▶ **The input**
☆ ☆ ☆ ☆

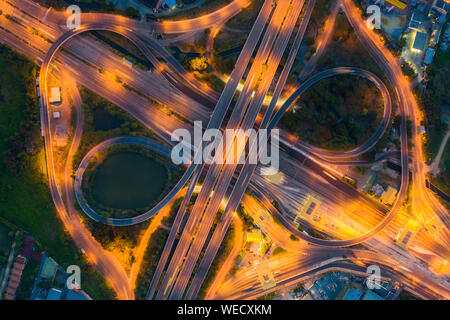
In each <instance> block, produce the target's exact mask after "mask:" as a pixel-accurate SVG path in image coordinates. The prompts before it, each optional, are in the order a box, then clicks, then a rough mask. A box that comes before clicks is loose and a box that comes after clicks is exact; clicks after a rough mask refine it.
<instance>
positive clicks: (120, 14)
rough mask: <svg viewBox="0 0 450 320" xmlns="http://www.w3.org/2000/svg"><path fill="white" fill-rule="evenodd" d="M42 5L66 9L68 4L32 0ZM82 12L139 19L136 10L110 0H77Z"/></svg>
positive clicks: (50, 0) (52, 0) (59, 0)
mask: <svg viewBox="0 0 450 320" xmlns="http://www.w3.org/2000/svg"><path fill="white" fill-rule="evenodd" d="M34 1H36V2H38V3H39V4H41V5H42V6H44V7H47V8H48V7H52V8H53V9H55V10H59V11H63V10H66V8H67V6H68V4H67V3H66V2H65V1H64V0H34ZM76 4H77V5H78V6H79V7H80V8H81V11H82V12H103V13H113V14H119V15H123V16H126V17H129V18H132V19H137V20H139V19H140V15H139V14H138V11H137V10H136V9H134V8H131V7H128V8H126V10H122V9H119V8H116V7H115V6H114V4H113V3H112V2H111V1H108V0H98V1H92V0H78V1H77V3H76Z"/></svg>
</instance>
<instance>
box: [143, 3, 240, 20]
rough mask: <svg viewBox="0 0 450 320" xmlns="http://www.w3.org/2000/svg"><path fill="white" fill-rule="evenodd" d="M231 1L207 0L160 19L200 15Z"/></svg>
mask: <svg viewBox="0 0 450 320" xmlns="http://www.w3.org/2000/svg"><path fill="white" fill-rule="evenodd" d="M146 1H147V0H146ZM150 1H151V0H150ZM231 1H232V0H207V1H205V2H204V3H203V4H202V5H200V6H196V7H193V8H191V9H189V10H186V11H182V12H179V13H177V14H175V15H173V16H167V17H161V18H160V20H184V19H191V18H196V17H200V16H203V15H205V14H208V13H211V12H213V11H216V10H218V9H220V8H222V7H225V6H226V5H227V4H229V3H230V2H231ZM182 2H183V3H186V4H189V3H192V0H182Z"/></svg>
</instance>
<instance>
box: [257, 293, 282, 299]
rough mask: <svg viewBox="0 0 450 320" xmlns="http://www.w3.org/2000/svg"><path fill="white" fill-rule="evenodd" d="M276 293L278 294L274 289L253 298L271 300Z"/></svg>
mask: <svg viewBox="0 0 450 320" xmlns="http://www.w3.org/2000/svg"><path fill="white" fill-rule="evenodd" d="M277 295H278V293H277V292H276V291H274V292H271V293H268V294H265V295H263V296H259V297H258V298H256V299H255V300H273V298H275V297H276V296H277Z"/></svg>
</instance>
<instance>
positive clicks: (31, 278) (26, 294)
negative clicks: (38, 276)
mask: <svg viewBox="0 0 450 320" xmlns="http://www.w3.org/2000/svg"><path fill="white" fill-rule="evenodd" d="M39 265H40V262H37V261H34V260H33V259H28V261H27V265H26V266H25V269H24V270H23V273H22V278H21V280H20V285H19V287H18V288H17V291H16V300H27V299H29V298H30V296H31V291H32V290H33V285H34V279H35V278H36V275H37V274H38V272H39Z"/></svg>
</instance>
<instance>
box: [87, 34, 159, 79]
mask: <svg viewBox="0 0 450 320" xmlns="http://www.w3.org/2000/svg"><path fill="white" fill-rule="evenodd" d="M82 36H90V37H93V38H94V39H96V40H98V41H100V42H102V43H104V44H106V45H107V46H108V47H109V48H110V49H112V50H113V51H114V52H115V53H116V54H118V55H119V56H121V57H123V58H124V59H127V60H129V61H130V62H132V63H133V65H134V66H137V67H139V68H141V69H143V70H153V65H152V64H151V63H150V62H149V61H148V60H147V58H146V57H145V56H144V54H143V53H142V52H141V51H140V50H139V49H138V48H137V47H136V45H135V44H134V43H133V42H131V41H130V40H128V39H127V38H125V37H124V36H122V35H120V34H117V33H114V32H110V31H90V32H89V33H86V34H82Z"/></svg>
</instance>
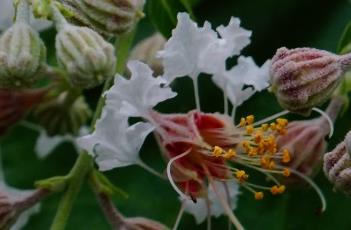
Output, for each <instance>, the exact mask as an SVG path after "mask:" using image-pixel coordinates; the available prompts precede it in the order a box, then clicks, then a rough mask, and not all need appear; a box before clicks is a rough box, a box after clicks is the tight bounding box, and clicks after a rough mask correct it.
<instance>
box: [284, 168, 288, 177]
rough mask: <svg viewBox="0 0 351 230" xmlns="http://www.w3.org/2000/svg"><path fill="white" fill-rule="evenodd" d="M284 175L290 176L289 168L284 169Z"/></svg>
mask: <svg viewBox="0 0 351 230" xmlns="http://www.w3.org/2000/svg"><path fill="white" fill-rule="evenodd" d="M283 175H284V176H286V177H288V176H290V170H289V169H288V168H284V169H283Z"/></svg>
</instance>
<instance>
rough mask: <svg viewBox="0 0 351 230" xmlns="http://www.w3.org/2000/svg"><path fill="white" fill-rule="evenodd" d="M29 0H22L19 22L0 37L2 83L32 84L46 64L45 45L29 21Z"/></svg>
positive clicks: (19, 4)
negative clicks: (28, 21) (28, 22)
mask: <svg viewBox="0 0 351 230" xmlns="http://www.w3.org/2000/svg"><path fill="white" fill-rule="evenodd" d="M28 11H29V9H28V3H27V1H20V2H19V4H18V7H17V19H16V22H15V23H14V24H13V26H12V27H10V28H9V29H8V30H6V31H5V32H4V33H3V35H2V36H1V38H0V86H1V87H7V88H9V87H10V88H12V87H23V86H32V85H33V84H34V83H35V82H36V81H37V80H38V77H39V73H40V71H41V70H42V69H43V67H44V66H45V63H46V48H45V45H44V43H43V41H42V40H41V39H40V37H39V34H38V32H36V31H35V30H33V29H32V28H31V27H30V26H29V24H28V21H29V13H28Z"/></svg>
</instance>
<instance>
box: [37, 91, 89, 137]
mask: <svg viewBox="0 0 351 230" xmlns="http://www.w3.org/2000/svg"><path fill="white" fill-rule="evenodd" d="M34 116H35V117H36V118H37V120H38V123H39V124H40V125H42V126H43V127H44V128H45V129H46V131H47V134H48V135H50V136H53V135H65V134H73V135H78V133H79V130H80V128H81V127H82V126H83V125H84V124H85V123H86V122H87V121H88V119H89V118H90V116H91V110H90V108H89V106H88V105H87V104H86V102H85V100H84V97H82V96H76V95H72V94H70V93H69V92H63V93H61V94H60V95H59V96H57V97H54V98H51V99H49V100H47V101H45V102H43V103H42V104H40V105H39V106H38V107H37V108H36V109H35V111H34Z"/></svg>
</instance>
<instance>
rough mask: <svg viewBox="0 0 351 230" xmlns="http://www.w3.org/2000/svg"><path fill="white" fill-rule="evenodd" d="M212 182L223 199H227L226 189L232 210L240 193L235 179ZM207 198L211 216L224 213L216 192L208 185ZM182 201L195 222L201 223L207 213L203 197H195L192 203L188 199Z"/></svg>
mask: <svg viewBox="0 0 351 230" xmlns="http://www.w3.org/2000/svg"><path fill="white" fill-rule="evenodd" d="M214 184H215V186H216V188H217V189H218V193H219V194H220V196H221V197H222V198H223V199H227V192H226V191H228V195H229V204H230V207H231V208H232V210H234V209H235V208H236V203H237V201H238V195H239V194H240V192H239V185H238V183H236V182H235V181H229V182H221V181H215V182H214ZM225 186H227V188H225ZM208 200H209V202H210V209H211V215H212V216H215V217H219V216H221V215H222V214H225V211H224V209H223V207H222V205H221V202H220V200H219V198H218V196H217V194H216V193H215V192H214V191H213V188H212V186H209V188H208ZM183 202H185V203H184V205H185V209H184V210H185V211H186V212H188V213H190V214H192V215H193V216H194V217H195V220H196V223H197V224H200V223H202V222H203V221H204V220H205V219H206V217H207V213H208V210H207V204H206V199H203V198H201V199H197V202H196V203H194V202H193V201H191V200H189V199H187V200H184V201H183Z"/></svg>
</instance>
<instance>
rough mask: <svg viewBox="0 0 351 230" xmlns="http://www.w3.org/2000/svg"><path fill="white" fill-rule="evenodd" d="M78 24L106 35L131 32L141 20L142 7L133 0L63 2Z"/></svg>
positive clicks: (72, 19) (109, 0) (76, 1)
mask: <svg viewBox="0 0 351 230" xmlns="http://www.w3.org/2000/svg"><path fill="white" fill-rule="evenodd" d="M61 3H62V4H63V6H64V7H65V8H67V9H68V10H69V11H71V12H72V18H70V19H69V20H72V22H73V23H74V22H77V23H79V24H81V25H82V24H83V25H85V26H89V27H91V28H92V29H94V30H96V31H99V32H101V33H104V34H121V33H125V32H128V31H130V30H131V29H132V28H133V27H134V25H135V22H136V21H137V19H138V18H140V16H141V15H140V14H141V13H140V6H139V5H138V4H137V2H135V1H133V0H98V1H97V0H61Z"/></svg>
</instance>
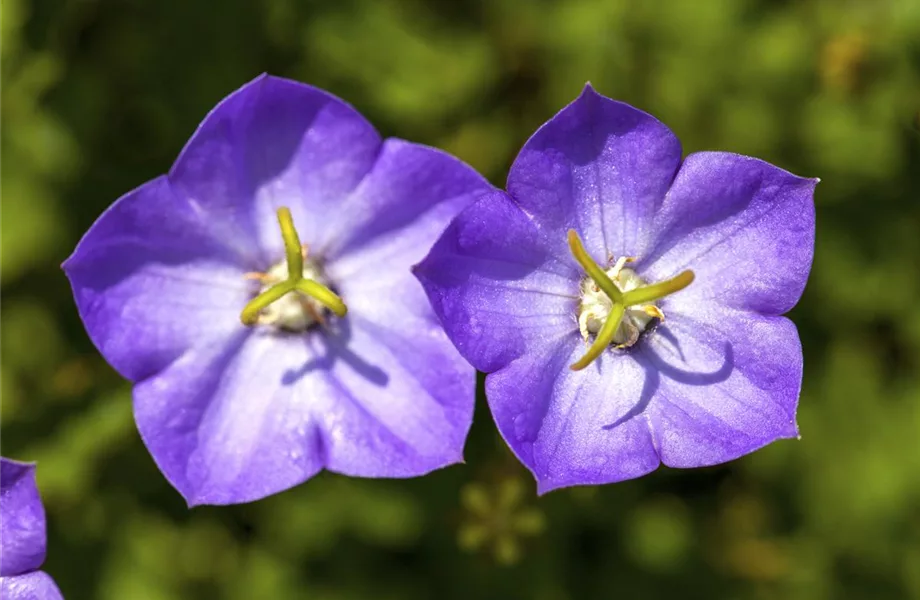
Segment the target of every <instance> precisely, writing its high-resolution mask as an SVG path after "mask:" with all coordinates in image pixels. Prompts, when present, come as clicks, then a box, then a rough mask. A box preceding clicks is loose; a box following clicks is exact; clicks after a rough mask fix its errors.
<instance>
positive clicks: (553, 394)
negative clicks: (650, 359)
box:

☆ ☆ ☆ ☆

▶ **Exercise instructions**
Update the lines starting at the beginning of the entries and ending at the line containing "positive clicks: (50, 0) (52, 0) (59, 0)" by changing each "rough mask" to "coarse mask" and keeping everything else the same. Leave the pictures out of your answer.

▶ **Expected answer**
In each <instance> block, produce the target's exact mask after "mask:" as a pixel-accurate SVG path in image coordinates. The prompts before it, each optional, are in the order a box, then clicks, then a coarse mask. A box that comes before clicks is loose and a box that comes after clicks is exact; clicks after a coarse mask refine it.
<instance>
positive clicks: (120, 14)
coarse mask: <svg viewBox="0 0 450 320" xmlns="http://www.w3.org/2000/svg"><path fill="white" fill-rule="evenodd" d="M42 5L66 9L68 4L32 0ZM82 12L139 19L136 10L110 0H77Z"/></svg>
positive clicks: (50, 0) (52, 0) (59, 0)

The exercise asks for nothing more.